**PROBLEM:** A verbatim restatement of the data, free of pictures, is what you should output.

[[ EXTRACTED RECORDS open ]]

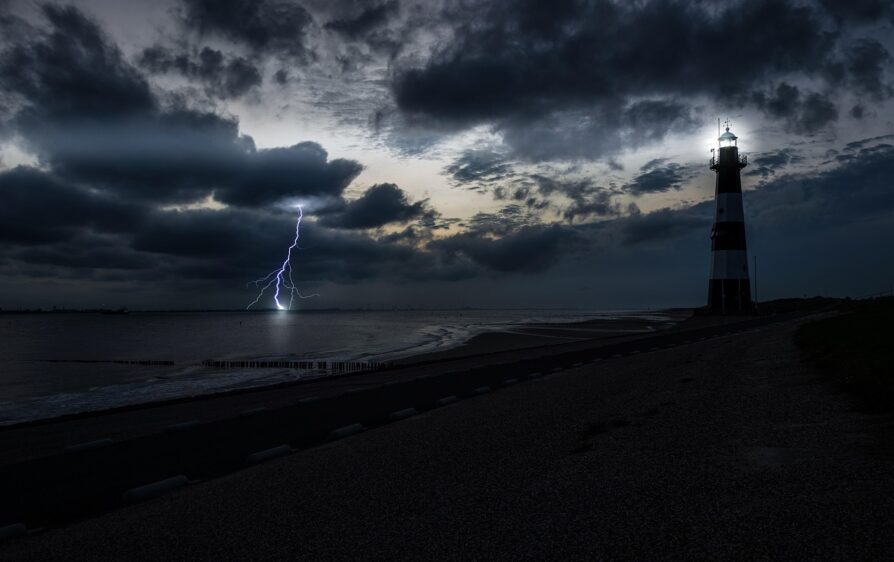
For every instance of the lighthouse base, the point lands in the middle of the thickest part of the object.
(729, 296)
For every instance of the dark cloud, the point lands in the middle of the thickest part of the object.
(664, 225)
(526, 65)
(658, 176)
(529, 249)
(479, 167)
(766, 164)
(866, 63)
(595, 131)
(802, 113)
(39, 209)
(110, 132)
(859, 10)
(71, 72)
(271, 25)
(278, 174)
(222, 78)
(369, 19)
(587, 199)
(381, 204)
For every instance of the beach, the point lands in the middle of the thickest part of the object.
(727, 447)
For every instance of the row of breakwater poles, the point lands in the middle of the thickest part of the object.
(329, 366)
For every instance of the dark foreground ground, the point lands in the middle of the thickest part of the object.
(725, 448)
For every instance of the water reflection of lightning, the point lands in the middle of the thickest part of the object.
(280, 278)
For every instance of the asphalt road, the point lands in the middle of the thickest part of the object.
(726, 448)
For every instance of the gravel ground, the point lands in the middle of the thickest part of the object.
(728, 449)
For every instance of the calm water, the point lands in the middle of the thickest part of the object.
(31, 387)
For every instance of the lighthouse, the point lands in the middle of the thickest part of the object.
(729, 289)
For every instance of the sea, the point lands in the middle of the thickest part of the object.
(53, 364)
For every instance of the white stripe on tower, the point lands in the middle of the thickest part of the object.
(729, 208)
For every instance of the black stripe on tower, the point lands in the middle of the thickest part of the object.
(728, 236)
(729, 294)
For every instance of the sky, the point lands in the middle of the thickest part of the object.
(445, 153)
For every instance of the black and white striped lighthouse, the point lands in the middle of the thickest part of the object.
(729, 290)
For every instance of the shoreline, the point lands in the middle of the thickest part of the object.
(662, 449)
(497, 339)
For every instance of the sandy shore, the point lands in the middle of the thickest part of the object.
(728, 448)
(525, 336)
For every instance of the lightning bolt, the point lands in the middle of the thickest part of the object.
(281, 278)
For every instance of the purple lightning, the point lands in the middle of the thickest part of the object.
(279, 276)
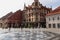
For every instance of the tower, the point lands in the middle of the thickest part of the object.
(36, 0)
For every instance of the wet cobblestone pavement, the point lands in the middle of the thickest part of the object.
(29, 35)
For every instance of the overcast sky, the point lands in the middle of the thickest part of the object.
(7, 6)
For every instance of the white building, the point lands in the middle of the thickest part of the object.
(53, 19)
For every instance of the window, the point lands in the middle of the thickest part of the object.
(58, 18)
(49, 25)
(29, 19)
(58, 25)
(54, 25)
(49, 19)
(53, 19)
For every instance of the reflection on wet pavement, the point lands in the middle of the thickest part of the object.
(29, 35)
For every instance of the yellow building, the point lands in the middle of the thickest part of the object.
(34, 15)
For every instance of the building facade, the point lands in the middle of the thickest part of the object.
(53, 19)
(12, 20)
(34, 15)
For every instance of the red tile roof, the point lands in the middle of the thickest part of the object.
(6, 16)
(56, 11)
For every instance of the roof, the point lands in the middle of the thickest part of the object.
(56, 11)
(6, 16)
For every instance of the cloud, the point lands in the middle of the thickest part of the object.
(12, 5)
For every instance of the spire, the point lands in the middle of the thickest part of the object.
(24, 5)
(36, 0)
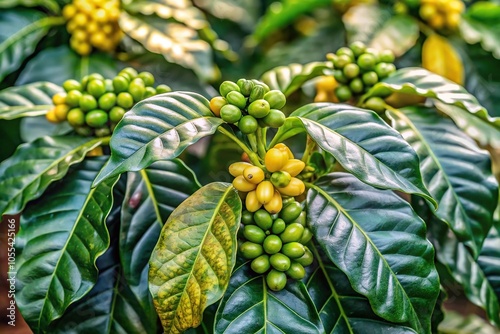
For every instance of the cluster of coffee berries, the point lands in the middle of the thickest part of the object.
(276, 243)
(249, 104)
(93, 24)
(357, 68)
(441, 14)
(266, 188)
(94, 105)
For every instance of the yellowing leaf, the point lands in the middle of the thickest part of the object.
(191, 265)
(439, 56)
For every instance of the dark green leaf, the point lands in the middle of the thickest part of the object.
(418, 81)
(343, 310)
(26, 174)
(62, 235)
(361, 142)
(152, 194)
(178, 43)
(29, 100)
(456, 172)
(110, 307)
(398, 34)
(291, 77)
(281, 14)
(461, 265)
(192, 262)
(455, 323)
(481, 24)
(51, 5)
(158, 128)
(249, 307)
(489, 259)
(379, 242)
(20, 32)
(61, 63)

[[ EXTRACTED RECORDS closed ]]

**EXPECTED OUTPUT:**
For every instance of the lighthouse base, the point lands in the middle of the thickest part of the object.
(729, 296)
For every instance of the dark cloud, the point lands in the middle of the thickest part of the object.
(664, 225)
(526, 65)
(658, 176)
(529, 249)
(479, 167)
(766, 164)
(866, 63)
(595, 131)
(802, 113)
(39, 209)
(110, 132)
(859, 10)
(71, 72)
(271, 25)
(278, 174)
(222, 78)
(369, 19)
(587, 199)
(381, 204)
For every instance of the beach, the point lands in the middle of the thickest part of the object.
(727, 447)
For every instance of the row of breakwater poles, the point lands in the middle of the thickest part of the object.
(329, 366)
For every instance of the dark foreground ground, the point lands in the middle of the thickest part of the object.
(725, 448)
For every instance of the water reflection of lightning, the point lands in the middle of the thickest part of the object.
(280, 278)
For every instance of the asphalt road, the point lands in the middle of the thickest part of the object.
(726, 448)
For every instance of the gravel ground, the point lands in the middle of the thickest part of the object.
(728, 449)
For every instance of the calm water, the point lands in the middle of the thickest part of the object.
(31, 387)
For every instance of the lighthouse, the point lands in the middle of the thickest part of the object.
(729, 289)
For every instance of the sea, the point lands in the middle of the thickest part of the object.
(53, 364)
For every instance of the white stripe on tower, the point lands in the middle of the thickest part of the object.
(729, 208)
For every instance of the black stripe on tower, the point lands in the middle of the thickest part of the object.
(728, 236)
(729, 294)
For every instance of the sky, the point lands in the middle of the thickest part of the object.
(445, 153)
For every instance of the black and white striped lighthouse, the point lands in the middle of the thickest part of the object.
(729, 290)
For every instance of the shoreline, the point lands in the middle of the thickest part of the object.
(662, 449)
(497, 339)
For every instance of the sandy shore, the point lands in the middle of the thickest part of the object.
(728, 448)
(525, 336)
For every instance of the lightning bolt, the point lands in the middle of the thickest part of the object.
(281, 278)
For every instance of the purple lightning, the point lands in the middle of the thickest part of the object.
(279, 276)
For every instance of the tower, the point lands in the middle of the thickest part of the object.
(36, 0)
For every instance of the wet cobblestone pavement, the point lands in the middle of the thickest part of the object.
(29, 35)
For every instance of the overcast sky, the point lands in the middle of the thickest part of the object.
(7, 6)
For every instance of the white building, the point lands in the middle of the thickest part of the object.
(53, 19)
For every instance of the window, the point lands in the middle of the thickest part of the object.
(58, 18)
(49, 25)
(29, 19)
(58, 25)
(54, 25)
(49, 19)
(53, 19)
For every instance of the reflection on wet pavement, the point lands in the middle of the thickest part of the object.
(29, 35)
For every instance of the yellow building, the point lands in the middle of the thickest part of the object.
(34, 15)
For every instance of the building facade, the point lands in the middle of the thickest part of the object.
(53, 19)
(12, 20)
(34, 15)
For every instance of the red tile roof, the point lands in the middle of the thickest part of the object.
(6, 16)
(56, 11)
For every instance of the roof, the point lands in the middle of the thickest part of the object.
(56, 11)
(6, 16)
For every instance of the cloud, the point lands in the middle of the thickest part of the object.
(12, 5)
For every instance of the spire, the point lands in the middle of the thickest part of the object.
(24, 5)
(36, 0)
For every instance of the cluster of coffee berries, the point lands in the middle of the thickest part of the object.
(276, 243)
(249, 104)
(93, 24)
(357, 68)
(441, 14)
(266, 188)
(94, 105)
For every instance of the yellowing leaf, the point lands in the middle of the thickest part of the object.
(191, 265)
(439, 56)
For every instance of the dark green leaf, the point lands in the middle of the thickest part of the object.
(418, 81)
(343, 310)
(26, 174)
(62, 235)
(361, 142)
(152, 194)
(178, 43)
(29, 100)
(456, 172)
(110, 307)
(398, 34)
(291, 77)
(281, 14)
(461, 265)
(192, 262)
(455, 323)
(481, 24)
(51, 5)
(158, 128)
(249, 307)
(489, 259)
(379, 242)
(20, 32)
(61, 63)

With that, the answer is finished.